**PASSAGE GIVEN:**

_ _ _ _ _

In northern South America, an extensive tropical lowland runs about 5,000 km from the Atlantic coast to the foot of the Andes. The slope from sea level to approximately 500 m is gentle and almost imperceptible, but at about 500 m the eastern Andes rise abruptly out of the plain and the elevation increases sharply [1]. The lowland supports Amazonia, which is the most extensive tract of tropical rainforest on the planet [2] and is considered the richest ecosystem in the world [3]. It covers an area of about 7 million km2 and is in contact with the forest of the eastern slopes of the Andes for about 3000 km.

Most of the Amazonian boundaries are geographically or ecologically well defined although in general there is a transition zone between forest and nonforest vegetation [4]. To the northwest, Amazonia borders a vast grassland area named the Llanos of Colombia and Venezuela [4, 5]. To the northeast, it borders the Atlantic Ocean and to the south, the less humid “diagonal” formed by the Caatinga, Cerrado, and Chaco [6, 7]. To the west, however, the boundary between Amazonia and the forest of the eastern slopes of the Andes has not been clearly defined.

In general, authors that have studied bird distribution in the region consider that Amazonia, also classified as humid tropical, lowland, evergreen, and lower tropical forests, reaches an altitude of 900 m or more on the eastern slopes of the Andes [5, 811]. However, important topographic, ecological, and climatic changes occur at about 500 m, where the eastern Andes rise abruptly out of the plain. For this reason, it has been suggested that Amazonia does not extend above 500 m on the eastern slopes of the Andes [1]. Previously, Patterson et al. [12] also described the cutoff point between lowland and highland avifauna in the Andes of southeastern Peru as approximately 500 m.

_ _ _ _ _

**STATED PROBLEM A:** Translate this sentence from the passage on Amazonia's boundaries into Spanish: "To the west, however, the boundary between Amazonia and the forest of the eastern slopes of the Andes has not been clearly defined."
**STATED PROBLEM B:** List every forest type that the passage on Amazonia's boundaries says Amazonia is also classified as.
**STATED PROBLEM C:** Write the next part of the passage on Amazonia's boundaries, starting after its final sentence.

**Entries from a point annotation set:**
_ _ _ _ _

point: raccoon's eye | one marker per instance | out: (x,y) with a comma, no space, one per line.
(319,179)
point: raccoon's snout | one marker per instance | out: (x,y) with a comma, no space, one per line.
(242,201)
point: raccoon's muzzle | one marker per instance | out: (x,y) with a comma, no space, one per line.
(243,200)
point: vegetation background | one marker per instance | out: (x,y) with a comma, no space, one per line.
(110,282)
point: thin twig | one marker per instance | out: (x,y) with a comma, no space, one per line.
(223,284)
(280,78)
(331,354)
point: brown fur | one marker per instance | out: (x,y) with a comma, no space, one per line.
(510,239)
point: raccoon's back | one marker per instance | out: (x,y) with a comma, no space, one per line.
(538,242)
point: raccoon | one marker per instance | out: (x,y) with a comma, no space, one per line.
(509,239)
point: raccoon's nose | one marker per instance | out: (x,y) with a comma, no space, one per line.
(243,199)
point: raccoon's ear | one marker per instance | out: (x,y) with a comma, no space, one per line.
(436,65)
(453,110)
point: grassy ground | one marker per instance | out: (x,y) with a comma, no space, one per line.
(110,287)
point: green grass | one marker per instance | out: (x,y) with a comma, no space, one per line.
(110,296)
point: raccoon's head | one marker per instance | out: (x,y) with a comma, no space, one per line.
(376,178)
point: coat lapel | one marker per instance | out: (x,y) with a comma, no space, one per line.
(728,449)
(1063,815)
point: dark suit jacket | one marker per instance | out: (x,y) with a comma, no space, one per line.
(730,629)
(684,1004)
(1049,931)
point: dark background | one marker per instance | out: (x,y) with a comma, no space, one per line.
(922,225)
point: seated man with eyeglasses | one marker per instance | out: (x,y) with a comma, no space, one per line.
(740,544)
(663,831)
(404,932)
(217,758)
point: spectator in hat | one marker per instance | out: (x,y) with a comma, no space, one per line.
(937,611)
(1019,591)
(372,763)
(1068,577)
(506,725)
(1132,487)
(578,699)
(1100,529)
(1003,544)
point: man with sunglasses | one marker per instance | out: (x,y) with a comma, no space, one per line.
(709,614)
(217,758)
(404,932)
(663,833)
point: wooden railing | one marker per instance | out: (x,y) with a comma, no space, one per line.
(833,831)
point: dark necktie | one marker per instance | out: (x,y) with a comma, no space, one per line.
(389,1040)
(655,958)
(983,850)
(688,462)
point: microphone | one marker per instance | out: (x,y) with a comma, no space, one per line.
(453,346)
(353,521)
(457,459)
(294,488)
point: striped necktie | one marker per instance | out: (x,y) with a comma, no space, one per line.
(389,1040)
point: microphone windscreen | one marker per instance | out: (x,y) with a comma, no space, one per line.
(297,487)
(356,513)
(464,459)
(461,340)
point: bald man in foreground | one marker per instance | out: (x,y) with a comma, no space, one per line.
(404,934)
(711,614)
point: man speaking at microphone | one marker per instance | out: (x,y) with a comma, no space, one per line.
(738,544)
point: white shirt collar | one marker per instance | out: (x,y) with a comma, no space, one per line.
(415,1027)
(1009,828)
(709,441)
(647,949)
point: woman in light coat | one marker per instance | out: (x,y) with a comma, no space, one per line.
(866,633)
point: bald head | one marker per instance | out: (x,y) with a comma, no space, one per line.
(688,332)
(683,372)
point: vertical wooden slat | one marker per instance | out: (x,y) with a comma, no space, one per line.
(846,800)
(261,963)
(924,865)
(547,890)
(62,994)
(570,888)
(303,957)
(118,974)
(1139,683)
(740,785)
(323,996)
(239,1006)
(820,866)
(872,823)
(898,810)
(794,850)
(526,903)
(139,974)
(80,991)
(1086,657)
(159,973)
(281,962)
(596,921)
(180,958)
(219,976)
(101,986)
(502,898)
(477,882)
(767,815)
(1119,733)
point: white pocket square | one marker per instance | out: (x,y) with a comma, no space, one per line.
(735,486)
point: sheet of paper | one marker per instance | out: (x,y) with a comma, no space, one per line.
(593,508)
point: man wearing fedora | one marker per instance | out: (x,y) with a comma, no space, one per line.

_ _ _ _ _

**FINAL RESULT A:** Sin embargo, hacia el oeste, el límite entre la Amazonía y el bosque de las laderas orientales de los Andes no se ha definido claramente.

**FINAL RESULT B:**
- Humid tropical forest
- Lowland forest
- Evergreen forest
- Lower tropical forest

**FINAL RESULT C:**
To determine the geographical location of Amazonia, especially the limit with the forest of the eastern slopes of the Andes, is very important for two reasons, firstly, because Amazonia is the most important tropical rainforest of the world [2], and secondly, because the number of species of animals and plants characteristic of this biome changes considerably depending on how that limit is defined.

Here, bird distribution patterns and geographical and ecological features are used to delimit the bird boundary between Amazonia and the eastern slopes of the Andes. A comparison has also been made with other studies, apart from birds, to determine whether Amazonia as a biome is restricted to the lowland of northern South America or whether it also extends up into the eastern slopes of the Andes.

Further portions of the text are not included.